* _EXERCISE AIM_
Please copy every line of the items below character for character, with no changes.

* _SUPPLIED MATERIAL_
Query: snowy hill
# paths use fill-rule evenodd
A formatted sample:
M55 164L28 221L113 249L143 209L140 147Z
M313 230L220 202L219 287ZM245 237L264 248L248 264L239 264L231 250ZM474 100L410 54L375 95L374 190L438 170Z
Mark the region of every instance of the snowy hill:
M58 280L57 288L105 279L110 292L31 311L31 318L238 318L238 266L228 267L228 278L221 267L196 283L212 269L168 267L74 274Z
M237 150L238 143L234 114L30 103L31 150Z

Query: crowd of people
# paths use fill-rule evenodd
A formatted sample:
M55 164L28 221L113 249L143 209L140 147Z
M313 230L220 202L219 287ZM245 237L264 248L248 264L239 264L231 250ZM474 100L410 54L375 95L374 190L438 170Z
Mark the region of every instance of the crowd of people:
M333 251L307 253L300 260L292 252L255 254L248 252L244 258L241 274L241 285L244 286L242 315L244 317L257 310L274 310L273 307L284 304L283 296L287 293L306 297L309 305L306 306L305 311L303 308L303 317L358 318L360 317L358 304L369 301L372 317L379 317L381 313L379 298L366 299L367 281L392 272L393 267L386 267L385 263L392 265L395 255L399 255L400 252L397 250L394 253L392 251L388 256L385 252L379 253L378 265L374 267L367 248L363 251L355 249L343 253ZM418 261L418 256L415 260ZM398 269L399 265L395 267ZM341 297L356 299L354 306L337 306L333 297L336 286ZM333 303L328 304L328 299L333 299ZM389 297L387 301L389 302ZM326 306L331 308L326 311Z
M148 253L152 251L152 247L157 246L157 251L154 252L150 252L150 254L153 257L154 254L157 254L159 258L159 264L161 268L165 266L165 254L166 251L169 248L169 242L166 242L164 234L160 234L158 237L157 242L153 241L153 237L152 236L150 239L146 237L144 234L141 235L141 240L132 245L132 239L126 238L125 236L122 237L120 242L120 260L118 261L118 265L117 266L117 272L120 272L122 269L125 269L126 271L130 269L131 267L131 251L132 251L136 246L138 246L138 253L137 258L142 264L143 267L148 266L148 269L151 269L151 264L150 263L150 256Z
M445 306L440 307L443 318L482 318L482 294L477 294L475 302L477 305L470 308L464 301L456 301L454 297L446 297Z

* _TASK RESPONSE_
Query: snowy hill
# paths use fill-rule evenodd
A formatted sample:
M55 164L28 221L113 249L143 209L140 147Z
M313 230L220 202L219 287ZM245 237L264 248L248 264L239 264L231 250ZM474 100L410 54L375 95L374 190L438 170Z
Mark the region of every instance of the snowy hill:
M58 280L57 288L105 279L110 292L31 311L31 318L238 318L238 266L228 267L228 278L221 267L196 283L212 269L168 267L74 274Z
M237 150L238 143L234 114L30 103L31 150Z

Query: crowd of people
# paths use fill-rule evenodd
A formatted sample:
M55 164L28 221L113 249L143 209L140 147Z
M313 230L220 202L219 287ZM245 237L264 248L248 264L239 264L231 250ZM474 100L410 54L375 95L374 190L438 170Z
Mark the region of every instance of the crowd of people:
M333 251L307 253L300 260L292 252L255 254L248 252L244 258L241 274L241 285L244 286L242 315L244 317L257 310L274 310L273 307L284 304L283 296L287 293L306 297L309 305L306 306L305 311L303 308L303 317L358 318L360 317L358 304L369 301L372 317L379 317L381 313L379 298L366 299L367 281L392 272L393 267L386 267L385 263L392 265L395 255L399 255L400 252L397 250L394 253L392 251L388 256L385 252L379 253L378 265L374 267L367 248L363 251L355 249L343 253ZM418 261L418 256L415 260ZM398 269L399 265L395 267ZM341 297L356 299L354 306L337 306L333 297L336 286ZM333 303L328 304L328 299L333 299ZM389 297L387 301L389 302ZM326 306L331 308L326 311Z
M148 253L152 251L152 247L157 246L157 251L154 252L150 252L150 254L153 257L154 254L157 254L159 258L159 264L161 268L165 266L165 254L166 251L169 248L169 242L166 242L164 234L160 234L158 237L157 242L153 241L153 237L152 236L150 239L146 237L144 234L141 235L141 240L132 245L132 239L126 238L125 236L122 237L120 242L120 260L118 261L118 265L117 266L117 272L120 272L122 269L125 269L126 271L130 269L131 267L131 251L132 251L136 246L138 246L138 253L137 258L142 264L143 267L148 266L148 269L151 269L151 264L150 263L150 256Z
M445 306L440 307L443 318L482 318L482 294L477 294L475 302L477 305L470 308L464 301L456 301L454 297L446 297Z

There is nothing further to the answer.